_Required work_.
1. From the Paris blog post, copy the text word for word, starting with "I discovered a" and going on through "easy American version.".
2. Answer these questions using the Paris blog post:
(a) The new labor law covers workers under what age?
(b) Which shop, in which neighborhood, was the writer's father sent to for Valrhona chips?
(c) What size was the bag of Valrhona chips found in La Chef's cupboard last fall?
3. Turn the paragraph of the Paris blog post that begins "Unlike the rioting last autumn" into a short bulleted list that keeps its main facts.

_Provided passage_.
Tuesday, April 04, 2006

PARIS IN THE SPRING

Spring is the traditional season for demonstrations in France (May 1 is workers' day), and indeed students, labor unions, and citizen sympathizers have been demonstrating for a couple of weeks in Paris and in other major French cities. My father is in Paris this week, and he's been sending regular email updates. He reports that much of the action in Paris has been near iconic sites such as the Eiffel Tower, the Bastille, and the Place de la Republique, which is close to where he is staying. Air, rail, and metro traffic has been impacted, and many schools and businesses have closed on strike days.

Unlike the rioting last autumn, which was focused in poor immigrant ghettos, the upheaval this time is in the urban core. It is largely a white, middle-class protest of a new labor law that extends the period of employment probation for workers under the age of twenty-six to two years (currently the probationary period is only a matter of a couple of months). During the probationary period, employers have the right to dismiss young workers for just about any reason. The new law was meant to open up job opportunities for youth (a major issue in last fall's rioting), but instead, most young people in France resist the idea of American-style at will employment. They want the new law abolished. President Chirac has stepped in, changing the language of the law a little so as to ensure that, at a minimum, employers give reasons for dismissing youth employees.

La Chef writes to me about the demonstrations in highly reflective terms. As a grandmother, she sees her grandchildren inheriting a very different world from the one in which she grew up and lived out most of her career. She sees the forces of economic globalization at work in France and says that many of the changes to French labor law, against which so many citizens are protesting, are a foregone conclusion. We agree that the socio-economic contract that has provided job security in France for more than half a century is falling apart, and that historic change such as this is painful.

In broad terms, I wonder how changes to employment patterns impact culinary traditions. In the United States, with low unemployment and a high percentage of working families, quick meals in front of the television are increasingly the norm. Eating at restaurants during the work week has become de rigueur. The number of families heading for restaurants to celebrate holiday meals is skyrocketing, and the industry is quickly adjusting. The same trends are appearing in France, where the hours-long family meal is becoming a relic of the past. French grocery stores carry more prepared and pre-packaged foods, and even Valrhona, the preeminent French chocolatier, has begun to produce and sell chocolate chips as well as standard bar chocolate for cooking. Chips are easier for the home cook, who can save time and avoid the mess that comes with chopping up the large and heavy blocks of Valrhona chocolate into manageable pieces.

I discovered a 3-kilo bag of Valrhona chips in La Chef's cupboard last fall. Although she laments the passing of "slow food" and makes her career out of preserving slow food values (local and organic production of food, seasonal eating, home cooking using only the freshest of ingredients), she loves the chips. "Easier for melting," she says. On this trip to Paris, I've sent my father to Georges Detou in the Les Halles neighborhood for a 3-kilo bag of Valrhona chips for me. I've already gone through almost an entire bag from his most recent trip to Paris in early March. The chips are perfect for an Americanized version of the French "reine de saba," a sort of molten brownie traditionally made with pulverized almonds. Below is the easy American version.

_Extracted records_.

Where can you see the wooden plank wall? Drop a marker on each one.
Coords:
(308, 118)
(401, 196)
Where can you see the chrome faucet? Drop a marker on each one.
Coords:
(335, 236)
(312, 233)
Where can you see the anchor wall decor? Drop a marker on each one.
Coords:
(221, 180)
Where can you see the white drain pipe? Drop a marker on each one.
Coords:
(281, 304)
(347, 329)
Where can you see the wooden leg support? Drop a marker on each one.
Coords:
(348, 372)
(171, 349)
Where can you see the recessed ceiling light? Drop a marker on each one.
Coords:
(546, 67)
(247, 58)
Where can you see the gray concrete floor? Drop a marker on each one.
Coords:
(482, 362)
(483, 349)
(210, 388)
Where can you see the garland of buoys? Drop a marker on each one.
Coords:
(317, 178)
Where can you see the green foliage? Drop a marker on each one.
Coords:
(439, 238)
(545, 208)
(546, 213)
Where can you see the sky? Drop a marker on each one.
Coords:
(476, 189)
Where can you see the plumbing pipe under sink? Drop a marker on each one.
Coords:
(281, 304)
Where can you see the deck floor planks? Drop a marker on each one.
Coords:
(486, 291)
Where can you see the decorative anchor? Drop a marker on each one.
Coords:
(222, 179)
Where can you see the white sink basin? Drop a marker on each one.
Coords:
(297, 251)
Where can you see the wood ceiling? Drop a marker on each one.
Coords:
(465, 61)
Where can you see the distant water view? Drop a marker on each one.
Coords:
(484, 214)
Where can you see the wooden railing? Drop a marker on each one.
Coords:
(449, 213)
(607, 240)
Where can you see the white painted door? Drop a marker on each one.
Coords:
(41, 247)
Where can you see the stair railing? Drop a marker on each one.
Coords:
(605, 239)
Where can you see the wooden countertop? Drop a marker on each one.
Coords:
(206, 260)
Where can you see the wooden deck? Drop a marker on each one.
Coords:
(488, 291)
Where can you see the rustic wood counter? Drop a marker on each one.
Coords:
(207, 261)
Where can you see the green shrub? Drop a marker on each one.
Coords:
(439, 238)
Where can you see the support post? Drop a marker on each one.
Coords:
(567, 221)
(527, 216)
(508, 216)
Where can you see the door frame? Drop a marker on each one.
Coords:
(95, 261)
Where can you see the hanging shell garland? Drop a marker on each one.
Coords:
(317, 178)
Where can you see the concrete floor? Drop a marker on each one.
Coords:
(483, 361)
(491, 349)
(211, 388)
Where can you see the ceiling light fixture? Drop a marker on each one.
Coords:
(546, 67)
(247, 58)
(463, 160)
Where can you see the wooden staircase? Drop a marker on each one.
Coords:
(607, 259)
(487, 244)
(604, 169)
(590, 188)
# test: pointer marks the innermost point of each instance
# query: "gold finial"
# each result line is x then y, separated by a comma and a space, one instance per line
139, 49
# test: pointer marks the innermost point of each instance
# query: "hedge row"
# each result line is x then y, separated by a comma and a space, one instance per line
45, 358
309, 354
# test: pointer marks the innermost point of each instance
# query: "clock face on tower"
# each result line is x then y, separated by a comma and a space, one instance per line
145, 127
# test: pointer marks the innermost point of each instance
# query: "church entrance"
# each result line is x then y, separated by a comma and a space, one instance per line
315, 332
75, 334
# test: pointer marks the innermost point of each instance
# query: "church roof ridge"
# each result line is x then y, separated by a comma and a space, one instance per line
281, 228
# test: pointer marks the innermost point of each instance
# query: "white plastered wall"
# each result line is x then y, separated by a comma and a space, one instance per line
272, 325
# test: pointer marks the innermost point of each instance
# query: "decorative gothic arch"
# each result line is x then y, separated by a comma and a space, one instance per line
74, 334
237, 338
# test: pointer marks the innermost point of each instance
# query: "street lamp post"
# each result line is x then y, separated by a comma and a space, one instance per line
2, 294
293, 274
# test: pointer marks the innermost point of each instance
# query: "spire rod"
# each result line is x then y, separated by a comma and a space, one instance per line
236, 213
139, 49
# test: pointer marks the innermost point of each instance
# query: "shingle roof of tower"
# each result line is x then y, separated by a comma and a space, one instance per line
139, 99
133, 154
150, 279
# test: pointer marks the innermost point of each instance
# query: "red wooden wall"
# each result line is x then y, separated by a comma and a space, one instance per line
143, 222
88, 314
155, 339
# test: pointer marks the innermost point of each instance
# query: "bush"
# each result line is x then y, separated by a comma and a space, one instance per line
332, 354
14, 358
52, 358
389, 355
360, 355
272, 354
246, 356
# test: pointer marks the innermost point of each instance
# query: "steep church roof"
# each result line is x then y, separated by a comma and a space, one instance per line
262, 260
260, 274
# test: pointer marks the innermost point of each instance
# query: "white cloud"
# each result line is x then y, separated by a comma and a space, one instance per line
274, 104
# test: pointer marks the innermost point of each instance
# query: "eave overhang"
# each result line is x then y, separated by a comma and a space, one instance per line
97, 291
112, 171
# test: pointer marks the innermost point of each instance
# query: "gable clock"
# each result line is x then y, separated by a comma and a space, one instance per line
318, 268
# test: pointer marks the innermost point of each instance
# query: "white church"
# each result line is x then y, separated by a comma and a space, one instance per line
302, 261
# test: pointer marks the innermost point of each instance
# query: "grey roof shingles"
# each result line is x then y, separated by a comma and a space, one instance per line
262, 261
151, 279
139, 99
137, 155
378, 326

_Expected outputs_.
1.
I discovered a 3-kilo bag of Valrhona chips in La Chef's cupboard last fall. Although she laments the passing of "slow food" and makes her career out of preserving slow food values (local and organic production of food, seasonal eating, home cooking using only the freshest of ingredients), she loves the chips. "Easier for melting," she says. On this trip to Paris, I've sent my father to Georges Detou in the Les Halles neighborhood for a 3-kilo bag of Valrhona chips for me. I've already gone through almost an entire bag from his most recent trip to Paris in early March. The chips are perfect for an Americanized version of the French "reine de saba," a sort of molten brownie traditionally made with pulverized almonds. Below is the easy American version.

2.
(a) Under the age of twenty-six.
(b) Georges Detou, in the Les Halles neighborhood.
(c) 3 kilos.

3.
- Last autumn's rioting centered on poor immigrant ghettos. This upheaval is in the urban core and is mostly a white, middle-class protest.
- The protest targets a new labor law that raises the probation period for workers under twenty-six to two years, up from a couple of months.
- During probation, employers can dismiss young workers for almost any reason.
- The law was meant to open up jobs for youth, but most young people in France reject American-style at-will employment and want the law abolished.
- President Chirac slightly changed the law's wording so that employers must at least give reasons for dismissing young workers.